(EXERCISE GOAL):
Scan the records for the word "below". Copy each line that includes it.

Region pointing data
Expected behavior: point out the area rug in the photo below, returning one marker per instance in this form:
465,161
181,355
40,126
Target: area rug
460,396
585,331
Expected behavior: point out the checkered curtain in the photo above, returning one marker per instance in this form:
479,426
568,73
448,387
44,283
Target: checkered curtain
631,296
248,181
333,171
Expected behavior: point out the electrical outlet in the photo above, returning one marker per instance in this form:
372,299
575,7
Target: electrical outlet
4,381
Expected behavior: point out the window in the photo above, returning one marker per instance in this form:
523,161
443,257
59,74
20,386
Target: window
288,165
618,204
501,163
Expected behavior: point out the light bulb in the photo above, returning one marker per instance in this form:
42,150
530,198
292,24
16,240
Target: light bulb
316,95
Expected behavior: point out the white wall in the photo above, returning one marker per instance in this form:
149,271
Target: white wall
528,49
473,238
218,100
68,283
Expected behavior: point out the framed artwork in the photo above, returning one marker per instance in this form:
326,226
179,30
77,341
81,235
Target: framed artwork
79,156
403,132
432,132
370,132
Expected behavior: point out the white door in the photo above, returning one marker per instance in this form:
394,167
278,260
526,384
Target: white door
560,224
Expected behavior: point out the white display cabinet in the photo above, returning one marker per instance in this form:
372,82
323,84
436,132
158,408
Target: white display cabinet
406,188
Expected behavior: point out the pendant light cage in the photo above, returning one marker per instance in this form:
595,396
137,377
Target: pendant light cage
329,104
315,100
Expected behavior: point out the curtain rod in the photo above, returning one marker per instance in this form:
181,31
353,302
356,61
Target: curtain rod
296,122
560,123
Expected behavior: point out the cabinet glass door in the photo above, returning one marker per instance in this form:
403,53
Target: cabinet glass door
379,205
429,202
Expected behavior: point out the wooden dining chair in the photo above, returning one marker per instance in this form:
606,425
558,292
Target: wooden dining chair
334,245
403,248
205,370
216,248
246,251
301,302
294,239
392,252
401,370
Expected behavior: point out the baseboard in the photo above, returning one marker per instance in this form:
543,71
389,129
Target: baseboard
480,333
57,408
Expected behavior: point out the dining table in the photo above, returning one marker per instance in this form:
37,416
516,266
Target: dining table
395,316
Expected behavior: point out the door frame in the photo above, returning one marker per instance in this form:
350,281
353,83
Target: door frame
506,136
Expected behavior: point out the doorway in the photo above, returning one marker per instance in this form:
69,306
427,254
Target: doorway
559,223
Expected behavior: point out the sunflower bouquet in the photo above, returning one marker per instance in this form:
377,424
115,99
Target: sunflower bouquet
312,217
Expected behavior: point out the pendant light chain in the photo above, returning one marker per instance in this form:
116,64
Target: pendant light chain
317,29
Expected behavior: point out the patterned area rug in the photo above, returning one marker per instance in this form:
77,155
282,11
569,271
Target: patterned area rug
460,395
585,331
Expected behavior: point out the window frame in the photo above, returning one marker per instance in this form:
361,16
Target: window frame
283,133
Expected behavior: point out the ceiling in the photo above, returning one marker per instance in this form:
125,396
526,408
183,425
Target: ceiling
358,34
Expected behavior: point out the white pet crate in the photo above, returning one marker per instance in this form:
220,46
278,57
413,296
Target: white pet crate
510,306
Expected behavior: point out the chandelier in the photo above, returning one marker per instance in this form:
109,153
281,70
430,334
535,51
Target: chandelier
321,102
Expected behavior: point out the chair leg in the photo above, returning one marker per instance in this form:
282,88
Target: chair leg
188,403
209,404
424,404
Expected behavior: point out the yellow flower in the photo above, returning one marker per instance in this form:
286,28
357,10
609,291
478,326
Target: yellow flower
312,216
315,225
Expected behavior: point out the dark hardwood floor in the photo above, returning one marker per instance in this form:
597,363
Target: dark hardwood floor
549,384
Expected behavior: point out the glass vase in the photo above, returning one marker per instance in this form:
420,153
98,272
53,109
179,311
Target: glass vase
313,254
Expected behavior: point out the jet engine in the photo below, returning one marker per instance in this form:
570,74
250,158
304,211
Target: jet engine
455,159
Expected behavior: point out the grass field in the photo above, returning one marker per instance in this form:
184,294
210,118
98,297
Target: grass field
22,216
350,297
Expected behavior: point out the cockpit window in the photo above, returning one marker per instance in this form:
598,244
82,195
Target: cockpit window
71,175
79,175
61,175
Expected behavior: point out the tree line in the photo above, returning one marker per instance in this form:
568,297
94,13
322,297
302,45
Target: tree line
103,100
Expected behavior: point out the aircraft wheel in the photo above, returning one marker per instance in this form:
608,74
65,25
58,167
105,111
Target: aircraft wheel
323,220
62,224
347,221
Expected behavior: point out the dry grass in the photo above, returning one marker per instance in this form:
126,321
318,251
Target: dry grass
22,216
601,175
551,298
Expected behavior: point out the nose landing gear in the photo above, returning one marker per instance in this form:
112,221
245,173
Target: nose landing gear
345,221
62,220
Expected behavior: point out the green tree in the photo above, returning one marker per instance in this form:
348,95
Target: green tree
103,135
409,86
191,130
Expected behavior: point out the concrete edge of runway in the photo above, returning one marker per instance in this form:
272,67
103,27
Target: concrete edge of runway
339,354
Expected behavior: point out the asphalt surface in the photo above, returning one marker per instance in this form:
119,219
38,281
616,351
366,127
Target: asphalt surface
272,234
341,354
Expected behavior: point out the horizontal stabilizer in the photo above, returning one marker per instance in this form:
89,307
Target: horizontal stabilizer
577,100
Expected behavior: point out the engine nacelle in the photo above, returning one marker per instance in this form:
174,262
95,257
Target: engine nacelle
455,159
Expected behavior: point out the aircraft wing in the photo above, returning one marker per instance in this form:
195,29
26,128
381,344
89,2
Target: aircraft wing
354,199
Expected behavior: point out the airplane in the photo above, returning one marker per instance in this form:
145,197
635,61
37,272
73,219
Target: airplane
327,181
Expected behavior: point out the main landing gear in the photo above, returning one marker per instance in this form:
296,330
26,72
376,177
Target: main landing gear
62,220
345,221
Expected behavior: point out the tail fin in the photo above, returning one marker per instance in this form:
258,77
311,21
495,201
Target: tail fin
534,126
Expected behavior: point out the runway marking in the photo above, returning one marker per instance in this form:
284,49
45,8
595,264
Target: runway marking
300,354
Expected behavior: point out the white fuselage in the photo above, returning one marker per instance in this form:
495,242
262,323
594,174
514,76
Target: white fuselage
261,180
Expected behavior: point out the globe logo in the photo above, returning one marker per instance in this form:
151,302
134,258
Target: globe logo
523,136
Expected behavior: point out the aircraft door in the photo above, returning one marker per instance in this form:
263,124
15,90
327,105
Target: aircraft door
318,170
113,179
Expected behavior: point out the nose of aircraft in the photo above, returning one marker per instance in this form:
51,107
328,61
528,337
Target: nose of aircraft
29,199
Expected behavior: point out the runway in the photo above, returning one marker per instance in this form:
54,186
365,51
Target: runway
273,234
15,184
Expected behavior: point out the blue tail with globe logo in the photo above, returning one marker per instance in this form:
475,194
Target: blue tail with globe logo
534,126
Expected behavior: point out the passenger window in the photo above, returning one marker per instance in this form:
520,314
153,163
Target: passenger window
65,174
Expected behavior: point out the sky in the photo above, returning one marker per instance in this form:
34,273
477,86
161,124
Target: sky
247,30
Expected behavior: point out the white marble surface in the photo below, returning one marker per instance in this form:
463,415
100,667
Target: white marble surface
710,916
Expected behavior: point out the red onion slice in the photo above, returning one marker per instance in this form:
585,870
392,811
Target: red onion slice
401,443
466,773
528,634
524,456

(SOLVED PROBLEM):
Expected behavior: point out the area rug in the photo below, returning one marker per instance in this form:
Expected behavior: point out the jet engine in the photo below, returning one marker per instance in this form:
Expected behavior: point out the white marble surface in the photo below, returning one marker per instance in this form:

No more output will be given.